(Point localization data)
>>
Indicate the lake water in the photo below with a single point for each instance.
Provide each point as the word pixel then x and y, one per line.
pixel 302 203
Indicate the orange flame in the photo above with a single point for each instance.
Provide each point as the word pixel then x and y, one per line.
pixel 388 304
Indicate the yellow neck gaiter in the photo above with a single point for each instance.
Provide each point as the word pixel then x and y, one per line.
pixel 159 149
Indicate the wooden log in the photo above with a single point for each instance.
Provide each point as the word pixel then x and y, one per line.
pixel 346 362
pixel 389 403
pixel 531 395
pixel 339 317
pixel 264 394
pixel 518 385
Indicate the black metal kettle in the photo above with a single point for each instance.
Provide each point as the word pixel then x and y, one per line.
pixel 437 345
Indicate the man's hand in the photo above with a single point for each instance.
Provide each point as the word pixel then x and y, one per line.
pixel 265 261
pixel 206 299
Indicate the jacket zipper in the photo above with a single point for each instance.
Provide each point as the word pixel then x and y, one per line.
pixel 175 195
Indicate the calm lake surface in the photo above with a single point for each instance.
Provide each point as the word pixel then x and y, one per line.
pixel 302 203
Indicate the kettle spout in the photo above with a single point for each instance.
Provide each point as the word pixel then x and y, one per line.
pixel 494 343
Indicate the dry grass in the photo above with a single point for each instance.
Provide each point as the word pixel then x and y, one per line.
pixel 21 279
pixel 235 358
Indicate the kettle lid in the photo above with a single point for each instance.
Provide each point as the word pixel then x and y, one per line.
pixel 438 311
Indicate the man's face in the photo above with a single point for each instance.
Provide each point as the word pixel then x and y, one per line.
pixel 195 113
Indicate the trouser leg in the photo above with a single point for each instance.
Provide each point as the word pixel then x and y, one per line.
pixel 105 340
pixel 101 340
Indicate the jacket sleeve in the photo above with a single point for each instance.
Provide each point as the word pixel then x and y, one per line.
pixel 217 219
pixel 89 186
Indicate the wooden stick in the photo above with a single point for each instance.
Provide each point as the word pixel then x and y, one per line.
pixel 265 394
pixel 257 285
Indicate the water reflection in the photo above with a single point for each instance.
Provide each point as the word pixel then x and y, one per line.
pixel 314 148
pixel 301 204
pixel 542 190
<<
**EXERCISE**
Could you reproduce every record exactly as shown above?

**REPLY TO THE TASK**
Indicate the lake water in the photo below with a single point for each instance.
Provide each point as the word pixel then x and y, one per line.
pixel 302 203
Indicate the orange flame in the photo above with a single point for each instance.
Provide each point as the word pixel then x and y, one per line.
pixel 388 304
Indicate the yellow neck gaiter in the photo above with a single point for each instance.
Provide each point as the word pixel then x and y, one per line.
pixel 159 149
Indicate the wooden log in the photo above with a single point for each instance.
Provide each point as the word pixel then x and y, one per line.
pixel 346 362
pixel 389 403
pixel 531 395
pixel 339 317
pixel 264 394
pixel 518 385
Indicate the black metal kettle in the photo above with a single point for each instance.
Provide each point as the word pixel then x and y, one per line.
pixel 437 345
Indicate the man's hand in the photo above with a single point for each instance.
Provide each point as the word pixel then x and y, one per line.
pixel 265 261
pixel 206 299
Indicate the jacket zipper in the photo above with a single point for each instance.
Provide each point as the word pixel then x and y, one per line.
pixel 175 195
Indicate the calm lake surface in the photo above with a single point for each instance.
Provide each point as the word pixel then x and y, one per line.
pixel 302 203
Indicate the kettle spout in the photo above with a single point for each instance.
Provide each point as the word pixel then x and y, one per line.
pixel 494 343
Indicate the dry grass in the photo above with a single point for each instance.
Provide each point as the word pixel then x and y, one per line.
pixel 21 279
pixel 235 358
Indicate the kettle lid in the photo above with a single point for each instance.
Provide each point as the word pixel then x and y, one per line.
pixel 438 311
Indicate the man's face in the photo above with a single point for each instance.
Provide each point as the word pixel then x and y, one per line.
pixel 195 113
Indicate the trouser leg in the photo above with a single point for each instance.
Provide each point as the word pixel then x and y, one per line.
pixel 105 340
pixel 101 340
Indicate the jacket sleeve in the photo above with a single point for each instance.
Provide each point as the word pixel then x and y, one per line.
pixel 217 219
pixel 89 186
Indicate the wooden stick in the photo above with a single point for each instance.
Provide each point as the word pixel then x and y, one per line.
pixel 265 394
pixel 257 285
Indicate the water reflection in the photo above with a single point for each instance.
Provide each point as the word pixel then x and y, one per line.
pixel 314 148
pixel 301 204
pixel 542 190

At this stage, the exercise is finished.